___ Texte fourni

Les cimetières sont remplis de sociétés qui n’ont pas compris les règles du jeu.
Le lièvre est le monde digital pur, représenté par Zoom, Spotify, Etsy, les API cloud, Chegg, TikTok, Bilibili, etc. La tortue est le monde analogique constitué des sociétés transformant la matière ou l’utilisant d’une manière ou d’une autre: les constructeurs automobiles, l’industrie, les produits de marque, les services de restauration, la grande distribution…en gros les sociétés préexistant à l’internet. La décennie 2010 a été celle du lièvre (software is eating the world). Les années 2020 verront-elles le retour de la tortue comme dans la fable.

______

**Consignes à respecter**: Pouvez-vous poursuivre le texte sur le lièvre numérique et la tortue analogique en reprenant juste après sa dernière phrase ?

___ Données fournies

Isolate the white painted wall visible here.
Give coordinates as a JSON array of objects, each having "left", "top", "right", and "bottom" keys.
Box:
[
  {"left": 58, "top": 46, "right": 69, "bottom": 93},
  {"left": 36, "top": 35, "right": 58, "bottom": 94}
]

______

**Réponse ci-dessous**:
Forces et faiblesses du monde digital
Le ressort du monde digital est le coût marginal zéro, la matière à transformer étant le silicium extrêmement abondant sur cette terre. Voir mon article Échelle sur le sujet. Le premier sur un marché amortit plus vite ses frais fixe (recherche essentiellement et marketing) qu’un suiveur et emporte généralement le marché. La clé est de prendre un marché par surprise pour le conquérir à la “Napoléon”.
Le problème est que toutes les affaires purement digitales se ressemblent: des équipes de développeurs qui codent un programme hébergé dans un cloud. Du coup tout le monde est potentiellement concurrent. L’absence de friction pour passer d’un marché à un autre fait que tout le monde s’attaque, au moins préventivement, pour défendre son pré carré: Facebook se lance dans l’e-commerce pour se défendre contre Amazon qui se lance dans la publicité.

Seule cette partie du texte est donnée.